§ **Exercise description**
Transcribe the listing below word for word.

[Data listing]
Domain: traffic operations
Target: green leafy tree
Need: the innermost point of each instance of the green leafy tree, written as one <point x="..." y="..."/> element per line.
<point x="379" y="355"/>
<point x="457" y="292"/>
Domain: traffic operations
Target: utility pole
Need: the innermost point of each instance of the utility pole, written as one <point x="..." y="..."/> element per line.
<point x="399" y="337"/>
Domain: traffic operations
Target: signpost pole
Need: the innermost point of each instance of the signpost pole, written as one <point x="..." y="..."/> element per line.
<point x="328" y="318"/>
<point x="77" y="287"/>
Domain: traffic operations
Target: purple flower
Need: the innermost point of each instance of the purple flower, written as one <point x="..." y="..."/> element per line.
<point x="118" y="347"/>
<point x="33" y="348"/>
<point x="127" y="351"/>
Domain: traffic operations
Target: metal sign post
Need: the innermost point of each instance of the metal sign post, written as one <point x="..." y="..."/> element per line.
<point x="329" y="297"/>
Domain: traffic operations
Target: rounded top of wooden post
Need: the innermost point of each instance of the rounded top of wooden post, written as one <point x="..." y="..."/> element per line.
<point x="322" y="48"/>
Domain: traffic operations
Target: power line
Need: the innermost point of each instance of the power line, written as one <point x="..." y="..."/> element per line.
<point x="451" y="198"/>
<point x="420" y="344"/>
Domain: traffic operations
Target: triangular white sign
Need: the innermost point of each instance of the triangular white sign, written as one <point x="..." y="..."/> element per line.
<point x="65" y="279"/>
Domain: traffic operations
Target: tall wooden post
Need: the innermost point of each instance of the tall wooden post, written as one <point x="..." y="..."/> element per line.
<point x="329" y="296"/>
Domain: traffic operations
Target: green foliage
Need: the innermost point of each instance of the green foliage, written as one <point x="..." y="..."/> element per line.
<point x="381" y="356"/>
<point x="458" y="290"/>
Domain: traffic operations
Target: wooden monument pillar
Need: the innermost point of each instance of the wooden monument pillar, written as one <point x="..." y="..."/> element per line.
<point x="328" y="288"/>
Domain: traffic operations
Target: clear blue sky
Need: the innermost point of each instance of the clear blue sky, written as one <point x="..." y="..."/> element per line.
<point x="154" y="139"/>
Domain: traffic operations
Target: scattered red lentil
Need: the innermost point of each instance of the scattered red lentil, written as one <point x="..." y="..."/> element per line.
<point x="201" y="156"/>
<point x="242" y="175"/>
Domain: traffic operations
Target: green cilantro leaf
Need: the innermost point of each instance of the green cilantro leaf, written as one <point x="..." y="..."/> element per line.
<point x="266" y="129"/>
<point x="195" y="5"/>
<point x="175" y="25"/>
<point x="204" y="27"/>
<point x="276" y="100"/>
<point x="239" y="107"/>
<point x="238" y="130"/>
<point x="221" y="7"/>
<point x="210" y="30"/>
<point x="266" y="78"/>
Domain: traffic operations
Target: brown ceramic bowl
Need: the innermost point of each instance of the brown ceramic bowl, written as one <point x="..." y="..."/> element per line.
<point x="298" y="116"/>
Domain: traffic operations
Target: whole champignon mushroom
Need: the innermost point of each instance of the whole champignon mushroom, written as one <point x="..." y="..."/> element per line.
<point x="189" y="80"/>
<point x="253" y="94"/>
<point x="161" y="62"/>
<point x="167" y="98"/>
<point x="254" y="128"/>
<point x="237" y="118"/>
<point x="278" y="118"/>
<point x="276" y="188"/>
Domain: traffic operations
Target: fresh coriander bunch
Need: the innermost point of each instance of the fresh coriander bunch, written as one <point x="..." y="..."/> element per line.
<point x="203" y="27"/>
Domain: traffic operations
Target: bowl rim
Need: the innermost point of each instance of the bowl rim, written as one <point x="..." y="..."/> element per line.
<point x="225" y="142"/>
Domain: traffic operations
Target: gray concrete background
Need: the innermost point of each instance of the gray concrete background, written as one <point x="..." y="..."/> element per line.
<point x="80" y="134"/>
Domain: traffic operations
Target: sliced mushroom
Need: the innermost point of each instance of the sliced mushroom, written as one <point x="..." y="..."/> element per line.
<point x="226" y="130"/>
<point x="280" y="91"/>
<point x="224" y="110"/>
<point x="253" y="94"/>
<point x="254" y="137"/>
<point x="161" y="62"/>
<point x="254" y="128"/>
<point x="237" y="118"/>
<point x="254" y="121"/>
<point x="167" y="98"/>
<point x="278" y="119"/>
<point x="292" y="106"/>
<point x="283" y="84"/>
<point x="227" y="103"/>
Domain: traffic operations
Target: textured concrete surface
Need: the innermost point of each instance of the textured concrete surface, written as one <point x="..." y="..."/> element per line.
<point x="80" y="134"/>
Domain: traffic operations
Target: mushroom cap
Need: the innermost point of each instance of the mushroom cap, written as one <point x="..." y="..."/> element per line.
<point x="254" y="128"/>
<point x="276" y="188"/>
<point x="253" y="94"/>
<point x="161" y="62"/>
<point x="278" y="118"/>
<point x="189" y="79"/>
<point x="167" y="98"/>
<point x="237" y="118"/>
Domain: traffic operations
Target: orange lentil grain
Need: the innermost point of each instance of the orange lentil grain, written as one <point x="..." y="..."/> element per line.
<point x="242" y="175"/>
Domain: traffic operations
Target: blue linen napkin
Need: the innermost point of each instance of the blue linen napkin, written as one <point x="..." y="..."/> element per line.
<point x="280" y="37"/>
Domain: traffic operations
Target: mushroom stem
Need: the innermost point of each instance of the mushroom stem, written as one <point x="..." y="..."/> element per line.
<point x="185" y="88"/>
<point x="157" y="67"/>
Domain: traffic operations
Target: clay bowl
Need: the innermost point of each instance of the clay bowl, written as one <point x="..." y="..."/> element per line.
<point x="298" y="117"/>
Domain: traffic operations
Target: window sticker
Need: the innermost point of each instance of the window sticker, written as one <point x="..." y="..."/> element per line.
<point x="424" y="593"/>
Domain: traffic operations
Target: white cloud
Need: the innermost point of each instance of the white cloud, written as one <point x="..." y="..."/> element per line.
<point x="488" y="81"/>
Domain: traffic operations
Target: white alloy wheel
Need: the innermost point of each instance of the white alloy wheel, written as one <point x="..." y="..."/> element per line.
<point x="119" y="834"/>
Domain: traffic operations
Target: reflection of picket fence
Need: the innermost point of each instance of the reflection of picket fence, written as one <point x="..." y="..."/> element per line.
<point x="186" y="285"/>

§ **Solution to the exercise**
Domain: traffic operations
Target: green leafy tree
Need: the innermost point of each instance of the green leafy tree, written as one <point x="..." y="..."/> element per line.
<point x="379" y="355"/>
<point x="457" y="292"/>
Domain: traffic operations
Target: utility pole
Need: the innermost point of each instance of the utility pole, written as one <point x="..." y="..."/> element per line.
<point x="399" y="337"/>
Domain: traffic operations
Target: signpost pole
Need: the innermost point of each instance of the signpost pole, written as one <point x="..." y="..."/> element per line.
<point x="328" y="318"/>
<point x="77" y="287"/>
Domain: traffic operations
Target: purple flower
Need: the innermost point of each instance of the purple flower, written as one <point x="..." y="..."/> element per line.
<point x="118" y="347"/>
<point x="33" y="348"/>
<point x="127" y="351"/>
Domain: traffic operations
Target: metal sign post
Need: the innermost point of each instance of the metal sign post, written as one <point x="..." y="..."/> element per line.
<point x="329" y="297"/>
Domain: traffic operations
Target: rounded top of wooden post
Need: the innermost point of each instance of the rounded top of wooden post, written as one <point x="..." y="..."/> element per line.
<point x="322" y="48"/>
Domain: traffic operations
Target: power line
Need: the innermost point of each instance of the power line, written as one <point x="..." y="..."/> element per line.
<point x="451" y="198"/>
<point x="420" y="344"/>
Domain: traffic operations
Target: triangular white sign
Need: the innermost point of each instance of the triangular white sign, written as one <point x="..." y="..."/> element per line.
<point x="65" y="279"/>
Domain: traffic operations
Target: tall wooden post
Need: the innermost point of each instance of the tall wooden post, written as one <point x="..." y="..."/> element per line.
<point x="329" y="296"/>
Domain: traffic operations
Target: green foliage
Need: the innermost point of each instance of the green foliage, written as one <point x="..." y="..."/> element per line.
<point x="381" y="356"/>
<point x="458" y="290"/>
Domain: traffic operations
Target: wooden monument pillar
Need: the innermost point of each instance of the wooden monument pillar, written as one <point x="..." y="..."/> element per line.
<point x="328" y="288"/>
Domain: traffic operations
Target: clear blue sky
Need: the innermost point of each instance of the clear blue sky, written as one <point x="..." y="..."/> element per line.
<point x="154" y="139"/>
Domain: traffic operations
Target: scattered red lentil
Need: the innermost point of each instance of the scattered red lentil, written as one <point x="..." y="..."/> element per line.
<point x="201" y="156"/>
<point x="242" y="175"/>
Domain: traffic operations
Target: green cilantro leaf
Need: the innermost point of each instance of the green cilantro leaf, written as one <point x="..." y="..."/> element per line.
<point x="266" y="129"/>
<point x="195" y="5"/>
<point x="175" y="25"/>
<point x="204" y="27"/>
<point x="276" y="100"/>
<point x="239" y="107"/>
<point x="238" y="130"/>
<point x="221" y="7"/>
<point x="210" y="30"/>
<point x="266" y="78"/>
Domain: traffic operations
Target: brown ceramic bowl
Need: the innermost point of each instance of the brown ceramic bowl, written as one <point x="..." y="..."/> element per line.
<point x="298" y="116"/>
Domain: traffic operations
Target: whole champignon mushroom
Need: the innermost point of each instance of the whole champignon mushroom, written as one <point x="..." y="..."/> element per line.
<point x="189" y="80"/>
<point x="253" y="94"/>
<point x="161" y="62"/>
<point x="167" y="98"/>
<point x="254" y="128"/>
<point x="237" y="118"/>
<point x="278" y="118"/>
<point x="276" y="188"/>
Domain: traffic operations
Target: fresh coriander bunch
Need: the innermost point of each instance of the fresh coriander bunch, written as one <point x="..." y="..."/> element per line.
<point x="203" y="27"/>
Domain: traffic operations
Target: bowl rim
Need: the innermost point of each instance of the bowl rim, written as one <point x="..." y="..."/> element per line.
<point x="225" y="142"/>
Domain: traffic operations
Target: gray concrete background
Need: the innermost point of each instance of the gray concrete background, written as one <point x="..." y="..."/> element per line.
<point x="80" y="134"/>
Domain: traffic operations
Target: sliced mushroom
Need: the innermost point of each instance of the sliced mushroom, written as one <point x="..." y="..."/> element per line.
<point x="226" y="130"/>
<point x="280" y="91"/>
<point x="224" y="110"/>
<point x="253" y="94"/>
<point x="254" y="137"/>
<point x="161" y="62"/>
<point x="254" y="128"/>
<point x="237" y="118"/>
<point x="254" y="121"/>
<point x="167" y="98"/>
<point x="278" y="119"/>
<point x="292" y="106"/>
<point x="283" y="84"/>
<point x="227" y="103"/>
Domain: traffic operations
Target: textured concrete surface
Need: the innermost point of each instance of the textured concrete surface, written as one <point x="..." y="..."/> element per line.
<point x="80" y="134"/>
Domain: traffic operations
Target: mushroom cap
Need: the innermost point of each instance of the mushroom cap, written as one <point x="..." y="..."/> element per line.
<point x="254" y="128"/>
<point x="276" y="188"/>
<point x="253" y="94"/>
<point x="161" y="62"/>
<point x="278" y="118"/>
<point x="189" y="79"/>
<point x="167" y="98"/>
<point x="237" y="118"/>
Domain: traffic operations
Target: orange lentil grain
Need: the innermost point of each instance of the orange lentil grain, written as one <point x="..." y="..."/> element per line.
<point x="242" y="175"/>
Domain: traffic operations
Target: blue linen napkin
Need: the innermost point of each instance of the blue linen napkin, written as one <point x="..." y="..."/> element per line.
<point x="280" y="37"/>
Domain: traffic operations
Target: mushroom stem
Need: the innermost point of each instance of the mushroom stem, written as one <point x="..." y="..."/> element per line.
<point x="185" y="88"/>
<point x="157" y="67"/>
Domain: traffic operations
Target: clay bowl
Need: the innermost point of each instance of the clay bowl, written as one <point x="..." y="..."/> element per line.
<point x="298" y="117"/>
Domain: traffic operations
Target: window sticker
Need: the innermost point of each instance of the window sticker, written as one <point x="..." y="..."/> element per line.
<point x="424" y="593"/>
Domain: traffic operations
Target: white cloud
Need: the innermost point of each instance of the white cloud, written as one <point x="..." y="..."/> element per line.
<point x="488" y="81"/>
Domain: traffic operations
Target: white alloy wheel
Need: the innermost point of each instance of the white alloy wheel, written as one <point x="..." y="..."/> element per line.
<point x="119" y="834"/>
Domain: traffic operations
Target: reflection of picket fence
Need: the innermost point of each instance of the reflection of picket fence, written as one <point x="..." y="..."/> element per line.
<point x="186" y="285"/>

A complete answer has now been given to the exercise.